[Start RECORDS SHOWN]
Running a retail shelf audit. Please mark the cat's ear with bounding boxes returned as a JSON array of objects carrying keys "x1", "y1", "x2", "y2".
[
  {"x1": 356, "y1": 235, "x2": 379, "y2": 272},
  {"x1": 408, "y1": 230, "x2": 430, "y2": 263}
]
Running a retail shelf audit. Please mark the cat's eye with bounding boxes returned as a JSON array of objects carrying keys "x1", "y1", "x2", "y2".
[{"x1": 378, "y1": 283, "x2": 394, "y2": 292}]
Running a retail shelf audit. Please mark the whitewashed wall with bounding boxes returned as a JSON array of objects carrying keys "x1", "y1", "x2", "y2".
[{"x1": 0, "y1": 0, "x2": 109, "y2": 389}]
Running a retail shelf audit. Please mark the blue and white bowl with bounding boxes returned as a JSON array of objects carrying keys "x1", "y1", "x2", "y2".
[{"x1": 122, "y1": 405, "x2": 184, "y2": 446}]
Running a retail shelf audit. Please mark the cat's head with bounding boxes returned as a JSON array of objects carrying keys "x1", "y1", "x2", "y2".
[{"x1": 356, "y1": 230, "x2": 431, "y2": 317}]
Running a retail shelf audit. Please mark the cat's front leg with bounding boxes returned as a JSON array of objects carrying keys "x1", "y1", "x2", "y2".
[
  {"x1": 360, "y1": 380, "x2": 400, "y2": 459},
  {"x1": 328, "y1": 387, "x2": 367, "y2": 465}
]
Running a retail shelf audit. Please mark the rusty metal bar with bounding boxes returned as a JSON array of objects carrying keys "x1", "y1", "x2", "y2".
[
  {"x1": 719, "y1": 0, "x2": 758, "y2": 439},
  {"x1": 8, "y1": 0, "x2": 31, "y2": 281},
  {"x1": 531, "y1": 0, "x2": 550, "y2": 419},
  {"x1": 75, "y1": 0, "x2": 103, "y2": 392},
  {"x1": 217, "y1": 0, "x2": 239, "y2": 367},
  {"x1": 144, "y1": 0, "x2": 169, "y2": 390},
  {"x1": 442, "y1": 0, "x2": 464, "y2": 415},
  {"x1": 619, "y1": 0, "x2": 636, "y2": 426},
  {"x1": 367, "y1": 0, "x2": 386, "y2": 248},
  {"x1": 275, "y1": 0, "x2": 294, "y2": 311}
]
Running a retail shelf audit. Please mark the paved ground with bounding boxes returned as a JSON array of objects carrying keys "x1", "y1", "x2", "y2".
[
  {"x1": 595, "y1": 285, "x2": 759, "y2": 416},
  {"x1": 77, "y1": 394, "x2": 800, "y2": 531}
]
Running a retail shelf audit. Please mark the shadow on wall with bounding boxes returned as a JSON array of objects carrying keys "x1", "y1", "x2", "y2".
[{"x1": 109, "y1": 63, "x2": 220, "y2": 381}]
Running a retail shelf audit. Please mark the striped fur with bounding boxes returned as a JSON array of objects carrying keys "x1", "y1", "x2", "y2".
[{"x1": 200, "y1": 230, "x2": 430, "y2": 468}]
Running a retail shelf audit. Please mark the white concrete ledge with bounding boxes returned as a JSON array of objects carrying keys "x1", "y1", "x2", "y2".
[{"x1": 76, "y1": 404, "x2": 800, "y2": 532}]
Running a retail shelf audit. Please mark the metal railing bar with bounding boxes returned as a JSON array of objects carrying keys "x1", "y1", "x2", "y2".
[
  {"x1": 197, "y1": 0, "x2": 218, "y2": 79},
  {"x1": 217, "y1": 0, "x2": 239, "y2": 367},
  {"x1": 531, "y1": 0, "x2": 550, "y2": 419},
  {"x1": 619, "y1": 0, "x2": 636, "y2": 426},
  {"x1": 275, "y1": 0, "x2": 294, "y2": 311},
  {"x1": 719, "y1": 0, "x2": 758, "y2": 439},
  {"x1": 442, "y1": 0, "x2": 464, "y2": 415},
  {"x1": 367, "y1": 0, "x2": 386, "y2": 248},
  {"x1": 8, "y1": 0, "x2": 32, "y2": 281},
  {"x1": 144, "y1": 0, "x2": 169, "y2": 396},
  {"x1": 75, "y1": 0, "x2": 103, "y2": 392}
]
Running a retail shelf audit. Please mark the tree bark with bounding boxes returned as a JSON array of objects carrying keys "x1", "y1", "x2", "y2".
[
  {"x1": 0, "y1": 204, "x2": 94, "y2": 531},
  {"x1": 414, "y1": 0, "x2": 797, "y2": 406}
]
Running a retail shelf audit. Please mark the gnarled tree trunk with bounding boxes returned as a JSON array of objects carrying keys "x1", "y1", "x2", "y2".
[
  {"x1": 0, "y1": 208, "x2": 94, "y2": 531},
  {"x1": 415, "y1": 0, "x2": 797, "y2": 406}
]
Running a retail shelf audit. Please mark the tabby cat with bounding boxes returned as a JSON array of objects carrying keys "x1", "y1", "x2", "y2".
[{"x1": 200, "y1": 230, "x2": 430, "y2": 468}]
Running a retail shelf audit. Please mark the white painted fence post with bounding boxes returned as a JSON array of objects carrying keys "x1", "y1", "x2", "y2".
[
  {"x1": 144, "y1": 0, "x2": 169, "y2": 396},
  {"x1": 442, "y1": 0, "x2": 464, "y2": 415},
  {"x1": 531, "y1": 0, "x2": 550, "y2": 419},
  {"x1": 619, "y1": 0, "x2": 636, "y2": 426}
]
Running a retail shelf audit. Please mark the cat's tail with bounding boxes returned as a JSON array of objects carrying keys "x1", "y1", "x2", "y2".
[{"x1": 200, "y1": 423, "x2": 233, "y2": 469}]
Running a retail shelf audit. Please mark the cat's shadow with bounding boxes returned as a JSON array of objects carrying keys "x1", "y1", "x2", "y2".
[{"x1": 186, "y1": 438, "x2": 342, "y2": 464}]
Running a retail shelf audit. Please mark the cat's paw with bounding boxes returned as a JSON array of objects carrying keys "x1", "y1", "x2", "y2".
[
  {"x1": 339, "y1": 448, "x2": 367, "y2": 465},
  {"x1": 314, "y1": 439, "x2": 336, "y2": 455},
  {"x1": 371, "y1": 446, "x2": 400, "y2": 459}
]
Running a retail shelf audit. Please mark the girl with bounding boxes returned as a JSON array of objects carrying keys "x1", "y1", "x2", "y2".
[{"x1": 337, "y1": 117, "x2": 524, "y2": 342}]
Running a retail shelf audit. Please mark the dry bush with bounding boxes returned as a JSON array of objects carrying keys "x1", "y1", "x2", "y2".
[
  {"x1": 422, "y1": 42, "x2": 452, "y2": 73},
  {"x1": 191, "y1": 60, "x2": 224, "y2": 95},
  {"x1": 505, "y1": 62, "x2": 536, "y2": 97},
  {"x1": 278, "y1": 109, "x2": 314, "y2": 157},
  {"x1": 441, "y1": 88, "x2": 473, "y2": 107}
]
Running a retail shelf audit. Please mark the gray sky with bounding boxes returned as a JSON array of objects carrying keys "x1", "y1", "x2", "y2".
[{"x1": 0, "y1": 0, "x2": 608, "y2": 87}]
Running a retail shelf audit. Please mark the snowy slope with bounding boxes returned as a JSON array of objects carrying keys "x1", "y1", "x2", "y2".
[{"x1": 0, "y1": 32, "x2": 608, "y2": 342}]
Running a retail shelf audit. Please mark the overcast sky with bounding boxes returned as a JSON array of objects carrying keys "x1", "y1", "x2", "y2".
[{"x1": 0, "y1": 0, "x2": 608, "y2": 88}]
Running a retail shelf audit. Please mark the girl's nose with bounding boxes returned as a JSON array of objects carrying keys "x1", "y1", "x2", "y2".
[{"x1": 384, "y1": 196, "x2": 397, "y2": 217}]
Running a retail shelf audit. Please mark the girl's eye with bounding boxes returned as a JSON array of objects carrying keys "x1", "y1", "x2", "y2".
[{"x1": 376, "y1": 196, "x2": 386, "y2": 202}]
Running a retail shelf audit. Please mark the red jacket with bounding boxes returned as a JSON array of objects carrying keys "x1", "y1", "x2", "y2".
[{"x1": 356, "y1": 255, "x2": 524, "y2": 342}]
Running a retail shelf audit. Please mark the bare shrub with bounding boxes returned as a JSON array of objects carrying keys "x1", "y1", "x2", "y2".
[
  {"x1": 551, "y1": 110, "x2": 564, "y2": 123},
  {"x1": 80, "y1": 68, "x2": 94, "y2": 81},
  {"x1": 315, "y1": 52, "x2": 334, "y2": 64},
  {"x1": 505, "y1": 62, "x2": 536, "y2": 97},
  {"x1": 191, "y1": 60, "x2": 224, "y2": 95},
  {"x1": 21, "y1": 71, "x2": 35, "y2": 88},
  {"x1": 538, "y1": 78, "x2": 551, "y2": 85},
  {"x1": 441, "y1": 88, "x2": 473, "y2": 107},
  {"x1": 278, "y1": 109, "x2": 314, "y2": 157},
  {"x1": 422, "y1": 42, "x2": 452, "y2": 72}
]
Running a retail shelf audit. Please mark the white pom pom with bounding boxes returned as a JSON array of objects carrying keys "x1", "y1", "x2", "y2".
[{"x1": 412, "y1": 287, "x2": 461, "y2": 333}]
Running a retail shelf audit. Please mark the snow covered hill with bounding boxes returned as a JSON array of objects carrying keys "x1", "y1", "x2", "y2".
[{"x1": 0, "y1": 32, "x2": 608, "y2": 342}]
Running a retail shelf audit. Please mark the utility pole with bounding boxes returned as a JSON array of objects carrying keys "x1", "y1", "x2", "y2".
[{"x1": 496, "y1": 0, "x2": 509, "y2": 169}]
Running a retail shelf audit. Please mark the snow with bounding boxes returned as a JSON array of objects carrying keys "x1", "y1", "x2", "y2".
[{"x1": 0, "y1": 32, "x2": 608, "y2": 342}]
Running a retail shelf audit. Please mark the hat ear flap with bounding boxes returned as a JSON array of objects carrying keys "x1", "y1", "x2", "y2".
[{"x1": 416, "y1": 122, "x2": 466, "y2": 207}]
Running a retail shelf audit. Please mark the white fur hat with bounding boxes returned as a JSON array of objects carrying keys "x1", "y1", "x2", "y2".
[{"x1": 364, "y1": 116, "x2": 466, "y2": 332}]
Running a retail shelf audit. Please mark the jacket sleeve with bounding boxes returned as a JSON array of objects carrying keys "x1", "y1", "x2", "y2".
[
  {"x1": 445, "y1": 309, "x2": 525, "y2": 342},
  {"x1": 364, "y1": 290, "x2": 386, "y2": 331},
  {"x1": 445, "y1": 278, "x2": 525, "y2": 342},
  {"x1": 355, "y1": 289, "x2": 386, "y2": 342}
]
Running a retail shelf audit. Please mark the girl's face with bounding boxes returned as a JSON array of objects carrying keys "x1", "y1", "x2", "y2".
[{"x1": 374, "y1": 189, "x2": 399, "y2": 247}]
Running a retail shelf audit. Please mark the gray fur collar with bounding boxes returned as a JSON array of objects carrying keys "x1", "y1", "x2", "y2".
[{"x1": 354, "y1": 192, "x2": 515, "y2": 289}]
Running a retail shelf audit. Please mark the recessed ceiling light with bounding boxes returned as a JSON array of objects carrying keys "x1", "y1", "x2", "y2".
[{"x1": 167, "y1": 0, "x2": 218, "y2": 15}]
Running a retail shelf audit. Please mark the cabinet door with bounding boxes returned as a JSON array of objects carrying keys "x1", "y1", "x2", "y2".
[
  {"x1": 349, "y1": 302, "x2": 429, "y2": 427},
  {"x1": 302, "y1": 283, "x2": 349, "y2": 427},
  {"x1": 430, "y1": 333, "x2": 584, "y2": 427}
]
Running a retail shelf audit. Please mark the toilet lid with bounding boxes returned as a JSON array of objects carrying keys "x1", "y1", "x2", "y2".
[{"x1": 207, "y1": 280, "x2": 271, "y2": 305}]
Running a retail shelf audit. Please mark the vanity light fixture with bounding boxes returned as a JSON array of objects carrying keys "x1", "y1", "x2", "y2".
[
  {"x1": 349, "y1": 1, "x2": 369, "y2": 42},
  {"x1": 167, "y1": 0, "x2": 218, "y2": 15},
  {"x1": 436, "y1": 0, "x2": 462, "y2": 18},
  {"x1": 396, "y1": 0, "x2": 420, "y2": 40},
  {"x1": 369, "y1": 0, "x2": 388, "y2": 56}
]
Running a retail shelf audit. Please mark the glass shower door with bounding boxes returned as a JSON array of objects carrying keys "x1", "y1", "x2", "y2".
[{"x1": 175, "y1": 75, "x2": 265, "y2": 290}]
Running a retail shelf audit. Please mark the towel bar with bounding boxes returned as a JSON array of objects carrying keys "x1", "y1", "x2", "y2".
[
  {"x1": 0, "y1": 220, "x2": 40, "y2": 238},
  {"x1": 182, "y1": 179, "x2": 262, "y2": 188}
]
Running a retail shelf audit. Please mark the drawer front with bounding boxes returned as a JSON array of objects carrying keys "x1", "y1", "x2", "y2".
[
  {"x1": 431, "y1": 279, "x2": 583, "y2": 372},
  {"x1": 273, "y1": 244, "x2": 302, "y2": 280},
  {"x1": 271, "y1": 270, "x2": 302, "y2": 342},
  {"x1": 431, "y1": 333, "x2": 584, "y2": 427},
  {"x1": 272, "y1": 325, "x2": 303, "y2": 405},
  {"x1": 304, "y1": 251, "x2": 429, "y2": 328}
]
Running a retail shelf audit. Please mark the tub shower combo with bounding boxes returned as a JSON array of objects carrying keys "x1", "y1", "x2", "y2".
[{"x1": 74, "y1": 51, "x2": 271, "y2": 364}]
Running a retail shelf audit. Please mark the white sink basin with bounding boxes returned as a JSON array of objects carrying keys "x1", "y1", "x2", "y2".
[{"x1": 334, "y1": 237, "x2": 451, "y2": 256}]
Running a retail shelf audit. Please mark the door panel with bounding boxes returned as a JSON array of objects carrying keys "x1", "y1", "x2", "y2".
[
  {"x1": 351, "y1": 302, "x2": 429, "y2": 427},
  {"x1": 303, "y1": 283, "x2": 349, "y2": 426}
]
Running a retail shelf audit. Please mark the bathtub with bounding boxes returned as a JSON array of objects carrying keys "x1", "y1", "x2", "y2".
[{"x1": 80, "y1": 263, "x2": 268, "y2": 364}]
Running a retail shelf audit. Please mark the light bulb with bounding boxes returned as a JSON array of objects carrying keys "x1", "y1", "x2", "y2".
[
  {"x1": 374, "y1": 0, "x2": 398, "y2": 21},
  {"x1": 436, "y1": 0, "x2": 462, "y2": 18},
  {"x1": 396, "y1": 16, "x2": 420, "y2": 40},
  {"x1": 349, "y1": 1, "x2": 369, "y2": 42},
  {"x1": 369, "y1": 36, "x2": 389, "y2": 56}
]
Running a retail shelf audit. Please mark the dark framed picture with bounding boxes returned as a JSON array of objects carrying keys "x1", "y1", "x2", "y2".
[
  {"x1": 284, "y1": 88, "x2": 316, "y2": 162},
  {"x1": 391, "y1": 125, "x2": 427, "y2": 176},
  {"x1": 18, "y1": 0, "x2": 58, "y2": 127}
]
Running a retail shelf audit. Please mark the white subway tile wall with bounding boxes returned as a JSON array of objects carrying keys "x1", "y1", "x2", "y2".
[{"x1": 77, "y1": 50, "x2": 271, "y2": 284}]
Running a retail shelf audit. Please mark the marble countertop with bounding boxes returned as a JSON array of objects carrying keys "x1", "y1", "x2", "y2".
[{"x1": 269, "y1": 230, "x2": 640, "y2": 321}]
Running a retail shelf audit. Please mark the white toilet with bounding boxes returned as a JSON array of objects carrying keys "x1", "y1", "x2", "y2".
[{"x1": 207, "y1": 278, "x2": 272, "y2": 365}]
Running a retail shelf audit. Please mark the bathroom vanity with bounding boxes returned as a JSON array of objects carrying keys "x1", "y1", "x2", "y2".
[End RECORDS SHOWN]
### TASK OBJECTIVE
Identify every line above that contains the word "jacket", and copy each one out. Case counts.

### WRITTEN REPLY
Running a retail shelf audit. Please mark the red jacket with bounding boxes returned as a JSON array of objects carrying keys "x1", "y1", "x2", "y2".
Running a retail shelf audit. Please mark the jacket sleeve with bounding boxes returned as a JSON array of objects carrying keys "x1", "y1", "x2", "y2".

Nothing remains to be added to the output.